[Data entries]
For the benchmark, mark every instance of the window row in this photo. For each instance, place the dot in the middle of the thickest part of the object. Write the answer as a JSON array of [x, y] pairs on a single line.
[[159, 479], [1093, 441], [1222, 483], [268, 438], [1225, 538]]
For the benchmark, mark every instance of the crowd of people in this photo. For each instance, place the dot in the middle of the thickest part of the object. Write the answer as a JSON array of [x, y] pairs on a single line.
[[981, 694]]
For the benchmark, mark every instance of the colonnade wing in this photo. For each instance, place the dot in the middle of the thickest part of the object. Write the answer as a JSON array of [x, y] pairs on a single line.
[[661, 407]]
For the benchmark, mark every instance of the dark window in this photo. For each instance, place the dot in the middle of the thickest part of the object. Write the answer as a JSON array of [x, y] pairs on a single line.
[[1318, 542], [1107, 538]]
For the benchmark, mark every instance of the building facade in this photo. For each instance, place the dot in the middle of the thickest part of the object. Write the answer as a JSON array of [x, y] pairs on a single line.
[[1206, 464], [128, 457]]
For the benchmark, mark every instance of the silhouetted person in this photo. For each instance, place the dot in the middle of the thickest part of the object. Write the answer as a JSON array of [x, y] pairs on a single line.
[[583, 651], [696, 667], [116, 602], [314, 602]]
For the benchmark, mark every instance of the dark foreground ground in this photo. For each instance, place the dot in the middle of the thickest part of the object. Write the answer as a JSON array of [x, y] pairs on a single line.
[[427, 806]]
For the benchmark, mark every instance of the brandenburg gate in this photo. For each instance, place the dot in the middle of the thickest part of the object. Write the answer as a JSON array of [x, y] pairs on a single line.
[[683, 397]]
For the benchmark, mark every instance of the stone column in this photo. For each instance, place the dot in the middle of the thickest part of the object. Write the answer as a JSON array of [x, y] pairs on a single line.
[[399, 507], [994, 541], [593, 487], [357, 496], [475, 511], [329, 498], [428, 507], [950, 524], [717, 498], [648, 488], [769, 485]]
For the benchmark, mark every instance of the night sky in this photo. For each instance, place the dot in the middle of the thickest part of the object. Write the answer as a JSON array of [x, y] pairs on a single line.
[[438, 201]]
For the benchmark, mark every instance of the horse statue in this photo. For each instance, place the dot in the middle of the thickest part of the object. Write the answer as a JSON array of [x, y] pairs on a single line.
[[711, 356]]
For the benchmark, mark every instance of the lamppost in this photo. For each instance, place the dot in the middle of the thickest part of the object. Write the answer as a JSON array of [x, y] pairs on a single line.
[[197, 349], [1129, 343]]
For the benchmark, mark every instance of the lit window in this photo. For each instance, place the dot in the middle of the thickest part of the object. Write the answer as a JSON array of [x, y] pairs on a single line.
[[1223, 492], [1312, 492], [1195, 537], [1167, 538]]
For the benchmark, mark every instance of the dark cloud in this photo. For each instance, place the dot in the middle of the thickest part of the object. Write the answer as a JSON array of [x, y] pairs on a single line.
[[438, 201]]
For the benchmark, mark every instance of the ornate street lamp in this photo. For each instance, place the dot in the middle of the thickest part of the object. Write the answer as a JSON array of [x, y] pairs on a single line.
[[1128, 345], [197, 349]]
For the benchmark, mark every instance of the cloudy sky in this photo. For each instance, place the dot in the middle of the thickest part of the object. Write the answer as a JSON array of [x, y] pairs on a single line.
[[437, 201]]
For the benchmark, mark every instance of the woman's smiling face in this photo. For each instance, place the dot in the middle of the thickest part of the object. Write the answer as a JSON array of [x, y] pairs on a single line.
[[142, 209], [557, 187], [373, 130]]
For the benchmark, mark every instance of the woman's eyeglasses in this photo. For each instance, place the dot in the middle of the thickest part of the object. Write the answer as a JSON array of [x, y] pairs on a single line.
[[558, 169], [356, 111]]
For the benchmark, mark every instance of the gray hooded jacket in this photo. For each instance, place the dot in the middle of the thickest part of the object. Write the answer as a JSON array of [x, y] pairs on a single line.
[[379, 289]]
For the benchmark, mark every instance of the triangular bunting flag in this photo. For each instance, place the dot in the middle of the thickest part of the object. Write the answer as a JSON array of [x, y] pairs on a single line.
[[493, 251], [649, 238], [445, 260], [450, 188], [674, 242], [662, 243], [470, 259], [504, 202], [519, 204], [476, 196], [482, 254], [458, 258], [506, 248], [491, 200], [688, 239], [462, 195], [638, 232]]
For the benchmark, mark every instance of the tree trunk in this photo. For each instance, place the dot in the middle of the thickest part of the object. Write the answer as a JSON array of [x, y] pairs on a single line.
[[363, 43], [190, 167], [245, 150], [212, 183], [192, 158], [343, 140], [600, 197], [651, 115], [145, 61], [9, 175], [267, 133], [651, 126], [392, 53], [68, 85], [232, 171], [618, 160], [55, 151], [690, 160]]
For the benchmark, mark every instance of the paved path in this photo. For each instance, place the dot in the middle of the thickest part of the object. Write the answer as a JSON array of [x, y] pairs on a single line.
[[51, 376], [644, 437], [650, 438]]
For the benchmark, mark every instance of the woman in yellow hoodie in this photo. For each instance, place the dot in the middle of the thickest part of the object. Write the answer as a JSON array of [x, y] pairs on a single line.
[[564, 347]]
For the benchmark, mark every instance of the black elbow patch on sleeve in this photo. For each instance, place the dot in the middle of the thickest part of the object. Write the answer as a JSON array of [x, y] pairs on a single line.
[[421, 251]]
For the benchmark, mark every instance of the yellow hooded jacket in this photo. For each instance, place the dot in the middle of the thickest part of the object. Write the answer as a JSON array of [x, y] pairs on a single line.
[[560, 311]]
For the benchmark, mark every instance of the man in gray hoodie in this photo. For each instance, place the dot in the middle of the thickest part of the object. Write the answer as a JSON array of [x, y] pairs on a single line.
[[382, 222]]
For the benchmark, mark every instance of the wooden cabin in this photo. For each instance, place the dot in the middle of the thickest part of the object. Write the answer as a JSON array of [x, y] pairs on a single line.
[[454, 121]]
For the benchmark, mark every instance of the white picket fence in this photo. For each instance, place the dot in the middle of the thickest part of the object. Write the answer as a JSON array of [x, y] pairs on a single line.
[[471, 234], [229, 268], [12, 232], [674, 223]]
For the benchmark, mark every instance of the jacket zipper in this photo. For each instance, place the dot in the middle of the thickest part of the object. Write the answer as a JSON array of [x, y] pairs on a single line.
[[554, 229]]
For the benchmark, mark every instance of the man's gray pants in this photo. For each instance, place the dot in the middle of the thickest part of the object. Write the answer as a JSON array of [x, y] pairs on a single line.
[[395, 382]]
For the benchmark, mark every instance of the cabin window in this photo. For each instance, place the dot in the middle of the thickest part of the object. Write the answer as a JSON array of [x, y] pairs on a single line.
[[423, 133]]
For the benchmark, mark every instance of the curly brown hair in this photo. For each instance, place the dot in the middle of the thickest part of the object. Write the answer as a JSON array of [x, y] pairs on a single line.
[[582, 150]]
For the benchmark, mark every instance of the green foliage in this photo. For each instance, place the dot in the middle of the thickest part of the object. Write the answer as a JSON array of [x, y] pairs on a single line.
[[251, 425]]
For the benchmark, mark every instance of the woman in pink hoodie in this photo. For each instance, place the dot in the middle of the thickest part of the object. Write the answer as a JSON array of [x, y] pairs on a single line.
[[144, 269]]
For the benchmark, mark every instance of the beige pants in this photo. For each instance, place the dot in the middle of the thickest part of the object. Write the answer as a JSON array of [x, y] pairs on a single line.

The problem » Copy out every line of the material above exactly, with no changes.

Full solution »
For the benchmark, mark every instance of the window row in this photo. For each instance, place the dot in the middle of the thickest part of the object. Write the answer as a JSON array of [x, y] pairs on a single line.
[[159, 479], [1093, 441], [1222, 483], [268, 438], [1225, 538]]
For the benchmark, mark every instance of the crowd of people in this photo. For each instance, place the dot in the middle of the thickest part of the object. Write the answer as a JSON array of [x, y] pairs on a single line.
[[981, 694]]
For the benchmark, mark every instance of the colonnade wing in this photo. For each instance, place the dot in the middle of the thickest part of the object. Write the answer as a JSON array of [x, y] pairs on a single line.
[[661, 407]]
For the benchmark, mark every instance of the dark window in this photo. For each instance, place the dot in the middle of the thickest part of the object. Write the answer as a JSON array of [x, y] pairs on a single line.
[[1318, 542], [1107, 538]]
For the benchmark, mark every instance of the building facade in this photo. For each instance, place the dot in the middle of the thickest part of the object. Write the answer as a JSON array of [x, y] pairs on a single line.
[[1206, 464], [128, 457]]
For the benchmark, mark every instance of the silhouetted person in this photo. For each instance, place the dot in the middle of the thickest part of the object. Write the answer as a JSON array of [x, y] pairs on a single line.
[[583, 651], [696, 667], [116, 602], [314, 602]]
For the benchmark, mark every instance of the dark foreground ground in this photo. For each instance, place the dot in the middle of the thickest part of the object. Write the answer as a JSON array of [x, y] pairs on a single line.
[[427, 806]]
For the benchmark, mark every instance of the brandenburg gate in this photo. For each instance, place the dot in the middle of the thickest part of the object. Write the answer as a JSON array of [x, y] pairs on a single line.
[[683, 397]]
For the benchmark, mark every instance of the stone column in this photo. For each instance, place the dot in the middle of the thickest part of the object. Write the answer as a JSON array of [x, y] pairs on a single line.
[[399, 507], [994, 541], [593, 487], [357, 496], [475, 511], [329, 498], [428, 507], [950, 524], [717, 498], [648, 488], [769, 485]]
For the benchmark, mark every instance of the night sky in this photo. For each instance, place the dot in the middle of the thickest part of the object. Write the answer as a JSON array of [x, y] pairs on a single line.
[[438, 201]]
For the benchmark, mark every instance of the horse statue in this photo. For each instance, place the dot in the middle of the thickest part of the object. Write the answer as a JSON array of [x, y] pairs on a single line.
[[711, 356]]
For the benchmark, mark every instance of the lamppost in this photo. For each instance, place the dot in the middle of the thickest part of the object. Write the answer as a JSON array of [x, y] pairs on a single line.
[[197, 349], [1129, 343]]
For the benchmark, mark every instance of the lit window in this photo. For each instance, place the dot in the middle of the thickest part of the object. Write the answer as a JSON array of [x, y] pairs on a single line.
[[1223, 492], [1312, 492], [1195, 537], [1167, 538]]
For the benchmark, mark every instance of the dark cloud in this photo. For each instance, place the dot in the middle of the thickest part of the object. Write the answer as a JSON array of [x, y] pairs on a single line.
[[438, 201]]
For the benchmark, mark every instance of the ornate street lamp in this photo. For each instance, place the dot in the middle of the thickest part of the object. Write the answer as a JSON array of [x, y] pairs on a single line.
[[1128, 345], [197, 349]]
For the benchmark, mark every instance of the cloudy sky in this photo. For each instance, place the dot in the middle of the thickest part of the object. Write the answer as a JSON array of [x, y] pairs on a single line.
[[437, 201]]
For the benchmark, mark every instance of the woman's smiling face in this photo. For each instance, place the dot in the middle of the thickest part of the object. Write the answer as a JSON array of [x, y] pairs on a single line.
[[142, 209], [557, 187], [373, 130]]
For the benchmark, mark every instance of the woman's eyeglasses in this photo. For each instance, place the dot in the middle of the thickest part of the object. Write the answer as a JSON array of [x, y] pairs on a single line.
[[558, 169], [356, 111]]
For the benchmark, mark every instance of the gray hooded jacket in this photo. For each instance, place the dot in the middle of the thickest part of the object. Write the answer as a JSON array of [x, y] pairs on a single line.
[[379, 289]]
For the benchmark, mark every instance of the triangular bunting flag in this photo. For each instance, place the dot in the middle of the thickest part of the object. Write the answer as a JSON array of [x, y] pairs on a single line.
[[493, 251], [649, 238], [445, 260], [450, 188], [674, 242], [662, 243], [470, 259], [504, 202], [519, 204], [476, 196], [482, 254], [458, 258], [506, 248], [491, 200], [688, 239], [462, 195], [638, 232]]
For the benchmark, mark every instance of the tree trunk in this photo. For each instance, place the dot in the middle of the thickest part of the object. Write the answer as a JSON array of [x, y] pairs on a single line.
[[363, 43], [190, 167], [245, 150], [212, 183], [192, 158], [343, 140], [600, 197], [651, 115], [145, 61], [9, 175], [267, 133], [651, 126], [392, 53], [68, 85], [232, 171], [618, 160], [55, 151], [690, 160]]
For the benchmark, mark every instance of the paved path in this photo. For each instance, place the dot in the middle of the thickest part of the object. Write the answer as a JSON array of [x, y] pairs on a single line.
[[51, 376], [644, 437], [650, 438]]
For the benchmark, mark every instance of the woman in yellow hoodie in this photo. For each instance, place the dot in the middle of the thickest part of the object. Write the answer as a JSON array of [x, y] pairs on a single line.
[[564, 347]]
For the benchmark, mark every instance of the black elbow patch on sleeve in this photo. For each instance, place the dot in the middle of the thickest part of the object. Write the answer as a JSON array of [x, y] pairs on a single line.
[[421, 251]]
For the benchmark, mark every instance of the yellow hooded jacket in this photo. For each instance, place the dot in the middle of the thickest part of the object. Write the answer as a JSON array of [x, y] pairs on a single line.
[[560, 311]]
For the benchmark, mark every instance of the man in gray hoodie in this photo. For each instance, place the dot in the middle of the thickest part of the object. Write the answer as a JSON array of [x, y] pairs on a single line.
[[382, 222]]
For the benchmark, mark every instance of the wooden cabin in this photo. For each instance, place the dot in the middle of the thickest part of the object. Write the answer as a JSON array of [x, y] pairs on a single line.
[[454, 121]]
For the benchmark, mark every instance of the white picket fence in this photo. For each instance, place the dot in the middle of the thickest part of the object. Write the answer as a JSON array of [x, y] pairs on a single line.
[[471, 234], [229, 268], [12, 232], [674, 223]]
For the benchmark, mark every instance of the jacket zipper in this photo. For each instance, place the dot in the middle of the thickest part of the object. Write the answer as a JSON array of [x, y] pairs on a single line.
[[554, 229]]
For the benchmark, mark every instance of the man's gray pants in this photo. For each instance, place the dot in the middle of the thickest part of the object. Write the answer as a JSON array of [x, y] pairs on a single line.
[[395, 382]]
For the benchmark, mark every instance of the cabin window in this photo. For each instance, place the dot in the middle of the thickest part of the object. Write the answer as a JSON array of [x, y] pairs on a single line.
[[423, 133]]
For the benchmark, mark every instance of the curly brown hair in this photo. For each instance, place the dot in the middle of the thickest part of the object. Write the answer as a JSON array of [x, y] pairs on a single line.
[[582, 150]]
For the benchmark, mark every instance of the green foliage in this photo. For each instance, place the dot in the middle of the thickest part of the object. Write the answer as a JSON array of [x, y] pairs on a single line.
[[251, 425]]
For the benchmark, mark every instance of the woman in pink hoodie in this photo. For each instance, place the dot in the middle of the thickest part of the object. Write the answer as a JSON array of [x, y] pairs on a single line.
[[144, 269]]
For the benchmark, mark every instance of the beige pants in this photo. For each instance, place the dot in the middle of the thickest part of the object. Write the answer as a JSON array of [x, y] pairs on a single line.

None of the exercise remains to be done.